**Texto de lectura**

◇ ◇ ◇ ◇ ◇ ◇ ◇

# parar en seco



## cordob

¿Cómo decís "parar en seco" en portugués? ¿Se mantiene igual: "Ele parou em seco"? Muchas gracias!


----------



## Vanda

Por favor, explique-me em espanhol o que é 'parar en seco".


----------



## willy2008

Parar en seco é fazer alguém fechar a boca sem deixar que continue com o que estava falando.


----------



## Tomby

Vanda said:


> Por favor, explique-me em espanhol o que é 'parar en seco".


Vanda vou tentar explicar "_en seco_" neste contexto:
Uma pessoa conduz um carro e de repente uma criança cruza a rua. Então o motorista dá uma pancada aos travões para não atropelar e ferir a criança. Travar "dessa maneira" é "_frenar en seco_".
Não sei se me expliquei.
Boa semana!


----------



## Vanda

Uma outra que me veio à cabeça foi:
de chofre
de supetão


----------



## cordob

Perdonad si no he aportado contexto: una persona está dándole vueltas a un problema, pensando mucho y andando a la vez, y de repente para en seco (deja de andar de golpe) y se da cuenta de la solución. ¿Ayuda esto?


----------



## Pilar Obón

Parar en seco, en México, significa detener a alguien para que no continúe con lo que hace, que generalmente es malo.
Por ejemplo: "lo paré en seco; no quería que me siguiera molestando".
Espero que estoy ayude a la definición.
Pilar


----------



## Vanda

> Perdonad si no he aportado contexto: una persona está dándole vueltas a un problema, pensando mucho y andando a la vez, y de repente para en seco (deja de andar de golpe) y se da cuenta de la solución. ¿Ayuda esto?



De repente, pára de supetão/ de chofre e se dá conta da solução.


----------



## willy2008

Tombatossals said:


> Vanda vou tentar explicar "_en seco_" neste contexto:
> Uma pessoa conduz um carro e de repente uma criança cruza a rua. Então o motorista dá uma pancada aos travões para não atropelar e ferir a criança. Travar "dessa maneira" é "_frenar en seco_".

◇ ◇ ◇ ◇ ◇ ◇ ◇

**Extractos de registros**
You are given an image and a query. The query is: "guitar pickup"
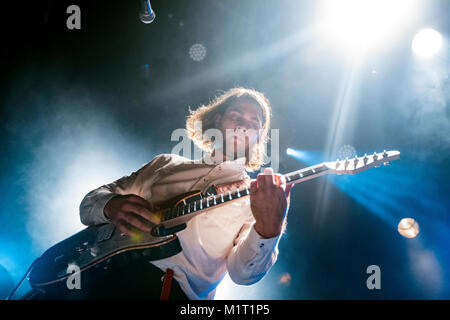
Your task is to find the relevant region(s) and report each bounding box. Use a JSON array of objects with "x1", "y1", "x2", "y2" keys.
[
  {"x1": 151, "y1": 223, "x2": 186, "y2": 237},
  {"x1": 96, "y1": 223, "x2": 115, "y2": 242}
]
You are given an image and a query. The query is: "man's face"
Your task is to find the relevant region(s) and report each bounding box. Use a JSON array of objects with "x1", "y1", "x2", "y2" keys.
[{"x1": 216, "y1": 100, "x2": 263, "y2": 157}]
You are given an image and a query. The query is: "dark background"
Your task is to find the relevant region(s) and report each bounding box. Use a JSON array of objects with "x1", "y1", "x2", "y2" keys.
[{"x1": 0, "y1": 0, "x2": 450, "y2": 299}]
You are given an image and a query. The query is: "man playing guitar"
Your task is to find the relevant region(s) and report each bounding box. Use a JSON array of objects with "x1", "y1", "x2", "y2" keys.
[{"x1": 73, "y1": 88, "x2": 290, "y2": 299}]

◇ ◇ ◇ ◇ ◇ ◇ ◇

**Objetivo planteado A**
Reescribe el fragmento del hilo sobre «parar en seco» que abre con las palabras que contienen "Parar en seco, en" y cierra con "a la definición.", sustituyendo "México" por "Colombia".
**Objetivo planteado B**
Enumera todos los nombres de usuario que figuran como encabezado de las intervenciones en el hilo sobre «parar en seco», sin repetir ninguno.

**Resultado de la tarea A**
Parar en seco, en Colombia, significa detener a alguien para que no continúe con lo que hace, que generalmente es malo.
Por ejemplo: "lo paré en seco; no quería que me siguiera molestando".
Espero que estoy ayude a la definición.

**Resultado de la tarea B**
Los nombres de usuario que encabezan las intervenciones son cordob, Vanda, willy2008, Tomby y Pilar Obón.